ABOUT THIS EXERCISE
Locate the string "clicks" in the records below. Copy every line where it occurs.

SOURCE MATERIAL
"""

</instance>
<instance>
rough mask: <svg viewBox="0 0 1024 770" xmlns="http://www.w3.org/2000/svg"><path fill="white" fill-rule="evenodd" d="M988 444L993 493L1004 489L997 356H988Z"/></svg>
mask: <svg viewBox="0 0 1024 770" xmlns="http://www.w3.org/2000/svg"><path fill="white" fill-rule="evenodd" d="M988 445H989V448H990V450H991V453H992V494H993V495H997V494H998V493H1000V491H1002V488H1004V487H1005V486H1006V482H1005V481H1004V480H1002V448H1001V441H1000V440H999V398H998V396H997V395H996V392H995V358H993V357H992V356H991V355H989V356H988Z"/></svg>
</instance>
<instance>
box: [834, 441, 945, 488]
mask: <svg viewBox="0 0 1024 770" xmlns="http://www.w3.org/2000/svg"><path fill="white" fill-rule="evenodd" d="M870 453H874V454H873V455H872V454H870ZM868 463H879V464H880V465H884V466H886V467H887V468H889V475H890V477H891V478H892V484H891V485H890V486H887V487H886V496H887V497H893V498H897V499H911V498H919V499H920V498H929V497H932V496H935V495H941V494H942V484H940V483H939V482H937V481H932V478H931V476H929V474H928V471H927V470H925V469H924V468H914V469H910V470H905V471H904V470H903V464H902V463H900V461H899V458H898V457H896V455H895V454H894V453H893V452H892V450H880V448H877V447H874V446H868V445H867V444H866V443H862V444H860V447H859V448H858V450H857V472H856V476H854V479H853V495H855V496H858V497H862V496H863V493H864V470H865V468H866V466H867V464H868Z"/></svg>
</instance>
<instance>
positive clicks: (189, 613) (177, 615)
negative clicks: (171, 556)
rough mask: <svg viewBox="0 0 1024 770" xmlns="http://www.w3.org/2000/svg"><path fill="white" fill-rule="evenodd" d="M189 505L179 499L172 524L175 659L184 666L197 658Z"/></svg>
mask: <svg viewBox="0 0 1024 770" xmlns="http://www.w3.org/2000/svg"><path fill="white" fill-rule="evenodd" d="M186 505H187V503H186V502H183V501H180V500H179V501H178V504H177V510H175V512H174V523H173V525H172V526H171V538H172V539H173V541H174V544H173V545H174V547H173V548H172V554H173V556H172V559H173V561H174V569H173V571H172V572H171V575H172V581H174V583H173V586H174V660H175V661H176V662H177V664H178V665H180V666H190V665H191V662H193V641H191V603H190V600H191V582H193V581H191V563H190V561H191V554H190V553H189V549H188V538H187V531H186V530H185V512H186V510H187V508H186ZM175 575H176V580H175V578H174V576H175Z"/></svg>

"""

SOLUTION TO THE PROBLEM
positive clicks: (189, 613) (177, 615)
negative clicks: (171, 556)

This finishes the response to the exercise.